╭─ TEXT BLOCK

Perhaps these changes don't get a lot of attention, given that in the first case it's just to keep working (with few people realising that it could have collapsed on the spot, if left unattended), and the second can probably go unnoticed because it just works or it started to work more smoothly doesn't get as much immediate attention as it suddenly broke! . Still, I wanted to mention them, because I am quite proud of those. Thanks Even if I put a lot of work on aptitude in the last year, the results of the graph and numbers have not been solely achieved by me. Special thanks go to Axel Beckert (abe / XTaran) and the apt team, David Kalnischkies and Julian Andres Klode who, despite the claim in that page, does not mostly work python-apt anymore... but also in the main tools. They help with fixing some of the issues directly, or changing things in apt that benefit aptitude, testing changes, triaging bugs or commenting on them, patiently explaining to me why something in libapt doesn't do what I think it does, and good company in general. Not the least, for holding impromptu BTS group therapy / support meetings, for those cases when prolonged exposure to BTS activity starts to induce very bad feelings. Thanks also to people who sent their translation updates, notified about corrections, sent or tested patches, submitted bugs, or tried to help in other ways. Change logs for details. Notes [1] ^ It's even an example in the Cambridge Dictionaries Online website, for the entry of roller coaster:
He was on an emotional roller coaster for a while when he lost his job.

╰─

ACTIVITY — According to the text on aptitude development, which website uses "roller coaster" in an example for that entry?

╭─ AVAILABLE DATA

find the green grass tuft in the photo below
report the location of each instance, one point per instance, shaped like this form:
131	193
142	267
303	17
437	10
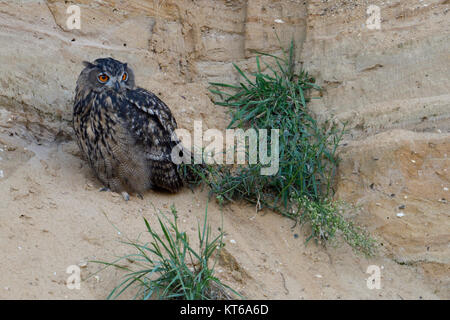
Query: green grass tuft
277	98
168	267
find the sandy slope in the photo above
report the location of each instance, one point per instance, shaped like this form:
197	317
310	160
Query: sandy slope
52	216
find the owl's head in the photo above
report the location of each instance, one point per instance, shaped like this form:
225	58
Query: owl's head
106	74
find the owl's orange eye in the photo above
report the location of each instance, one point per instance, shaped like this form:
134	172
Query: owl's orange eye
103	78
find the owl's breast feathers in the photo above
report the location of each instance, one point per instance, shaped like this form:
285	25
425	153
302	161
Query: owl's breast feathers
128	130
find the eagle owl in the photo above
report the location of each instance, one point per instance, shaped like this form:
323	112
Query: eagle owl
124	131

╰─
╭─ AVAILABLE DATA

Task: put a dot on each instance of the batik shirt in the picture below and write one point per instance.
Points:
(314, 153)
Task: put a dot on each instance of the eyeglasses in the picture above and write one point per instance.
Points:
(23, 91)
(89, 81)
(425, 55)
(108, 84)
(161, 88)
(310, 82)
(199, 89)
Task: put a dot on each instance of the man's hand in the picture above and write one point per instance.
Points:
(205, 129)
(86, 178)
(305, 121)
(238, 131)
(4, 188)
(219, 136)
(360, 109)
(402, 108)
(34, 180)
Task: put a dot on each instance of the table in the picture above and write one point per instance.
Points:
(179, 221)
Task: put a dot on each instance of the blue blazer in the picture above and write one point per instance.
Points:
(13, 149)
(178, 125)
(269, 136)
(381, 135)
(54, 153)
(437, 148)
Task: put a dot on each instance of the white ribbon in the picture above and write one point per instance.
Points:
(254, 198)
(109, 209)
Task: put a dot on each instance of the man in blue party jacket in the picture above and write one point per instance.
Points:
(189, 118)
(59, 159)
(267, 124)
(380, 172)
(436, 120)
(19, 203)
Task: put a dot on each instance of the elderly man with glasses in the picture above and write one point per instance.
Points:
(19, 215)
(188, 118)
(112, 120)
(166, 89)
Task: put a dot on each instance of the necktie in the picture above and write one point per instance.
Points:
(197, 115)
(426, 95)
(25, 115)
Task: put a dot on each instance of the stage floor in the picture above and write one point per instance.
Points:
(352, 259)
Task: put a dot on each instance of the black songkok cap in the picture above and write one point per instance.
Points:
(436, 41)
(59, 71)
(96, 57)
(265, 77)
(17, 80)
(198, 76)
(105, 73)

╰─

REPLY — Cambridge Dictionaries Online